Six months earlier, prior to gaining employment at The Chalet, we had set up our camp at the Ayres Rock campground, the very same campground that the ten months old baby Azaria Chamberlain had been taken from by a tent by a dingo in 1982. This was news that had attracted interest across the globe. The campground had even been fenced to keep the dingoes out when we were there. Our view of 'The Rock' only 200-m from the campground was truly awesome, to say the least: it towered 345-m over us and measured 9-km around the base.
To say that The Rock dominates the surrounding landscape would be an enormous understatement. One just can't stop looking at it day and night with its constantly changing colors and shadows of dark and light. Thinking of that now (32-years later) starts a shiver down my spine and brings a big smile to my face. Nowadays the view from a campground 18-km away at Yulara is just not the same experience.

It was 6:30 am at our campsite behind the Olga's. After we had packed and eaten breakfast we started on our journey west under the dark sky. Along that red sandy track there were a few spots of rain and I was again reminded of that beautiful Greek word again, petrichor. We decided to keep going. Perhaps we might drive through and so get beyond the inclement weather but the rain got steadier and steadier. Soon, small puddles became large puddles as we negotiated our way around them or we'd look for the shallowest sections occasionally plunging into a deep unseen hole, one thong-ed foot flat on the floor as we slipped and slid our way through each section.
About an hour into our Gunbarrel Dessert adventure we came across a stranded vehicle and a group of locals heading across to The Rock: they'd run out of fuel. Sadly there was little we could do to help because we were carrying petrol and the other travelers needed diesel. Because we were unable to assist we offered to call for help at the next settlement, Docker River. Meanwhile the rain kept coming and the puddles became bigger and deeper. Before too long there was little or no gravel to be seen at all; there was just muddy water.  This flooded road situation was mainly the consequence of the machine-graded tracks always being lower than the surrounding landscape and their being compacted by traffic: naturally rainwater will always find it's way to the lowest and most compacted point.
Our not knowing how deep these flooded sections of the road were meant that one us would be obliged to walk through each section checking depth and checking for firmness beneath the water. The obvious choice of foot-ware for muddy conditions was of course good old Aussie rubber thongs. Dee decided that she would rather walk the deeper water sections rather than driving and thus avoid the risk of getting the rig stuck in the mud. Driving had now become difficult: we frequently were losing traction and sliding our way for most of the time. Keeping the vehicle pointing in one direction was increasingly difficult. At times we slid sideways; most of the water covering the road was 300- to 400-mm deep with some sections being 500-mm or more. Because our vehicle was two-wheel drive only we needed to be very careful in negotiating each section and as well, ensuring that the vehicle’s (engine) air intake was above water level.

* [WORK TO COMPLETE] List every measurement in metric units (meters, kilometers, or millimeters) that the travel account gives, and state what each one describes.

* [DATASET CONTENT]
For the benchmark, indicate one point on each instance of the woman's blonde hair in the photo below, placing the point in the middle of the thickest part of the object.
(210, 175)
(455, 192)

* [EXERCISE OUTPUT]
- 200 m: the distance from the campground to The Rock
- 345 m: the height The Rock towered over them
- 9 km: the distance around the base of The Rock
- 18 km: the distance from The Rock to the campground at Yulara
- 300 to 400 mm: the depth of most of the water covering the road
- 500 mm or more: the depth of some sections of the flooded road